EXTRACTED TEXT:
╭──

Large databases in UltraRecall? · Outliner Software

Chris Thompson 8/28/2010 12:38 am

Has anyone had any experience with storing large (10,000+) collections of documents in UR? Most of the documents would be PDF documents. Some of the posts on the UR forum seem to suggest that the database file can become unwieldy if UR is allowed to index the text of PDF documents, but it seems to me that turning this off would be a fairly big compromise.

(Normally I'd use DevonThink for this type of thing, but my current project has to use a Windows tool.)

-- Chris

quant 8/28/2010 7:46 pm

Don't know the answer to your question as I try to minimize the amount of "not important" info in my UR databases. The reason is, that UR won't be able to come even close to what dedicated search/indexing soft can provide. On the other hand, if I need to only link the files to some othe items, add tags etc, there's no need to index files themselves.

Can I ask what for do you want to put so many files into (indexed) database?

╰──

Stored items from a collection
╭──

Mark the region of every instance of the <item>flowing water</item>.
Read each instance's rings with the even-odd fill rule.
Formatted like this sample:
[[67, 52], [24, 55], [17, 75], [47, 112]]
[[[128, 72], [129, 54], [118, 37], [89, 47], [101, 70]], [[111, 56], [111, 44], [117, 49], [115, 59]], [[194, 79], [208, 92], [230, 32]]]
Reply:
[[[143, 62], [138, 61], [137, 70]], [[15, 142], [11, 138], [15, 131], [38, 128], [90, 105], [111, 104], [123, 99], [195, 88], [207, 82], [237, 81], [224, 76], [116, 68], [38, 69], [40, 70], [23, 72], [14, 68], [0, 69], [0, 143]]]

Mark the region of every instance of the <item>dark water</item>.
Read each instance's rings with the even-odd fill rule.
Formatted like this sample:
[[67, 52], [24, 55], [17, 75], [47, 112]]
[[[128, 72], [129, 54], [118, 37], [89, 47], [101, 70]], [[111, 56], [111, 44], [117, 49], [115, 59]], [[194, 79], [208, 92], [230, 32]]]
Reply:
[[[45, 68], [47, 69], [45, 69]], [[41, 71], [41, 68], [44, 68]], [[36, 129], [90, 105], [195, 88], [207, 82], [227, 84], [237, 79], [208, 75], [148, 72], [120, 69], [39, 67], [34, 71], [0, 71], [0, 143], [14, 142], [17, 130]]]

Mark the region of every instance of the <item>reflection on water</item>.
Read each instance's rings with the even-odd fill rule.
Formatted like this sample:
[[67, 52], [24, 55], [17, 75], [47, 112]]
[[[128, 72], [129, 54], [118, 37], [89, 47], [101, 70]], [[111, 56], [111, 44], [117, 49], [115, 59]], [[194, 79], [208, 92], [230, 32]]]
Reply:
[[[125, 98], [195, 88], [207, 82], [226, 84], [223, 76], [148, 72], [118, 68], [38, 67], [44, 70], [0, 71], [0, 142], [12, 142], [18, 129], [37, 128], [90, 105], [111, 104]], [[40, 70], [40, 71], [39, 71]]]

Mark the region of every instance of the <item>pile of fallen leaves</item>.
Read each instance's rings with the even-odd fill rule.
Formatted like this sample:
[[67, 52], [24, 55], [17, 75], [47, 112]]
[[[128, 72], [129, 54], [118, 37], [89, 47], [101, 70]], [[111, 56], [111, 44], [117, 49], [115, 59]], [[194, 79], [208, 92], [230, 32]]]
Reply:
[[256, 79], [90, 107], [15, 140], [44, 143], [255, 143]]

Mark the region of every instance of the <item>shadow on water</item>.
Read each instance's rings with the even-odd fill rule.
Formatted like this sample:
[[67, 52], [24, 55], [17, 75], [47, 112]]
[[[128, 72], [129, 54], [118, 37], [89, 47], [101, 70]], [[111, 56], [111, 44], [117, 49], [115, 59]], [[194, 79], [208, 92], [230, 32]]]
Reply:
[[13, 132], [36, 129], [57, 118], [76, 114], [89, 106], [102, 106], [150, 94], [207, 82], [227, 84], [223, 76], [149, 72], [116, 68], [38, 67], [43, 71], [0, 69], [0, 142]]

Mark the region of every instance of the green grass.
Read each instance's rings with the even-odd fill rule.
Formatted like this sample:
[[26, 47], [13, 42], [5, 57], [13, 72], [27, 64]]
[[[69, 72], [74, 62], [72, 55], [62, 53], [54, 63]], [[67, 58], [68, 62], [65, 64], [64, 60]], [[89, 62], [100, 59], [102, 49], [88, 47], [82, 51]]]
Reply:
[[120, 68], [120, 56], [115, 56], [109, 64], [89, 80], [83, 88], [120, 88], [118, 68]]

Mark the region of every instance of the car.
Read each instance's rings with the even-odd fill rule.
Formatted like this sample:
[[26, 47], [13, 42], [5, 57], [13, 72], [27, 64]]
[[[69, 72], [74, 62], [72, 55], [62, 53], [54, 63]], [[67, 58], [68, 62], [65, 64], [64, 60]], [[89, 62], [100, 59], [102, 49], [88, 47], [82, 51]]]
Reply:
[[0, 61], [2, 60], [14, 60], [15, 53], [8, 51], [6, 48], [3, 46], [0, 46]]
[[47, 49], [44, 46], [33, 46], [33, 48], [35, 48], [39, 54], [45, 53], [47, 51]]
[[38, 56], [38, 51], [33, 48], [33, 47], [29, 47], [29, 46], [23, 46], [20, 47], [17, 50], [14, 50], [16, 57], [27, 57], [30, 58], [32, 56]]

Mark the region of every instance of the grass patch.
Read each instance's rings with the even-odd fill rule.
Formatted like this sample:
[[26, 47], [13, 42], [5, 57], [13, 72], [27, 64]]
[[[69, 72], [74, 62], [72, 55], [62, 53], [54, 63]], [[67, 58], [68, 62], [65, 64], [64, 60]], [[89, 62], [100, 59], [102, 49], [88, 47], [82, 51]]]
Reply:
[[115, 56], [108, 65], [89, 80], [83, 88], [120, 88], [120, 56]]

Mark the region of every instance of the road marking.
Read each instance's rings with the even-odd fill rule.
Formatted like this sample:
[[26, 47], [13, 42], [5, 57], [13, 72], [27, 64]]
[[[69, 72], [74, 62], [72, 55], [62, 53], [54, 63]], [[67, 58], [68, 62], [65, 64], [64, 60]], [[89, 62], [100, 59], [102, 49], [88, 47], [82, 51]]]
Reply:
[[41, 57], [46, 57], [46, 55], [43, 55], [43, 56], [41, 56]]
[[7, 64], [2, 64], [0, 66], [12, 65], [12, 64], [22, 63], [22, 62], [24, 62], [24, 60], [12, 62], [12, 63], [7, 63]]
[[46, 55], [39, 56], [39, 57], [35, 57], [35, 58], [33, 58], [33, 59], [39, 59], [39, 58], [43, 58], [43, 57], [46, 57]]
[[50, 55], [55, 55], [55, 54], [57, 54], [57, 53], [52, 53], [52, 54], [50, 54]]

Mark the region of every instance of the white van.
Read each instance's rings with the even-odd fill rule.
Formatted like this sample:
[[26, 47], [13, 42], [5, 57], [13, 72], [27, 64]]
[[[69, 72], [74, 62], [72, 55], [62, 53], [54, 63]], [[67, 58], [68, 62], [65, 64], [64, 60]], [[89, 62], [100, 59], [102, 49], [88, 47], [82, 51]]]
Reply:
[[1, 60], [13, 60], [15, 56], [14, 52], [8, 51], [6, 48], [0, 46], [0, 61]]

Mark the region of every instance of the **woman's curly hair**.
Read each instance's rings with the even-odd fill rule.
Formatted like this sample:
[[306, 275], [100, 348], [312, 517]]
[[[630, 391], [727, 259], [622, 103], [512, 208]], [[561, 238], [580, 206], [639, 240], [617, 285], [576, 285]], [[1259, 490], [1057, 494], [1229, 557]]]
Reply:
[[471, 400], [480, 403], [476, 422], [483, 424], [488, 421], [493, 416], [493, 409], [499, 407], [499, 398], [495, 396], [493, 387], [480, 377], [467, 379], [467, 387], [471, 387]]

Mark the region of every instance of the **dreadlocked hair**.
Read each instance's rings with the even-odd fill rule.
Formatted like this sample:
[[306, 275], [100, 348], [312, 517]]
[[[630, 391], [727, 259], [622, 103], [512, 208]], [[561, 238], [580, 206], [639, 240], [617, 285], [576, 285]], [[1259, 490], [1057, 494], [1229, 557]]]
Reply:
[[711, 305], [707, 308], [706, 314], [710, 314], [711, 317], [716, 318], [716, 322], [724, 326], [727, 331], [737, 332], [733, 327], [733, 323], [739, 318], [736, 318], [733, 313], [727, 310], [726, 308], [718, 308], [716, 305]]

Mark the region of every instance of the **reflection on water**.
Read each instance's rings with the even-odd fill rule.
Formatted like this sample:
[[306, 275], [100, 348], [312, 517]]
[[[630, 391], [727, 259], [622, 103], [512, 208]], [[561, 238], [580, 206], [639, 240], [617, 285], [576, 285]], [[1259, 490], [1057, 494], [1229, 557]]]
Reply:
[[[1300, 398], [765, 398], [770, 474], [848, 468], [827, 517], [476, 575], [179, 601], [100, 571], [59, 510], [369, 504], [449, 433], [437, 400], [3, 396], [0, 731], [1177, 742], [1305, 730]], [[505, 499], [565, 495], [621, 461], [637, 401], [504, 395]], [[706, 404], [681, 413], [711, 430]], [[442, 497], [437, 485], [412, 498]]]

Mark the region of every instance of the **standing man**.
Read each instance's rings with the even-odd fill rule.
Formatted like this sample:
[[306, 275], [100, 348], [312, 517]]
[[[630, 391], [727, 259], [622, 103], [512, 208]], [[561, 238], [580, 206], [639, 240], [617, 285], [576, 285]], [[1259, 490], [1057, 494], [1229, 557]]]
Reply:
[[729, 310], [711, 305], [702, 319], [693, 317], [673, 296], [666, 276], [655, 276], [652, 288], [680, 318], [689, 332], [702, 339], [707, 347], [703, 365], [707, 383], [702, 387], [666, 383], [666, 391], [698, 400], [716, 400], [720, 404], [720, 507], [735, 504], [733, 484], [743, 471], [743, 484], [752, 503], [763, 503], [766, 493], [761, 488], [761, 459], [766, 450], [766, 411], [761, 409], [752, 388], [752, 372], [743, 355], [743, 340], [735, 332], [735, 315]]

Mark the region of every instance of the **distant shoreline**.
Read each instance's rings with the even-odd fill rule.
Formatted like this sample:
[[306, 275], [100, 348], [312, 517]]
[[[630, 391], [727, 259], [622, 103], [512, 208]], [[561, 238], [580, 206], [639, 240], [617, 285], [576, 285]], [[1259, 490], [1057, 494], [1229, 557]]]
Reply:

╰──

SET PROBLEM:
Answer these questions from the forum thread about large UltraRecall databases:
(a) How many documents does the opening post give as a large collection?
(b) What tool does the opening poster normally use for this kind of work?
(c) According to the reply, what is unnecessary if files only need to be linked to other items or tagged?

FINAL RESULT:
(a) 10,000+
(b) DevonThink
(c) Indexing the files themselves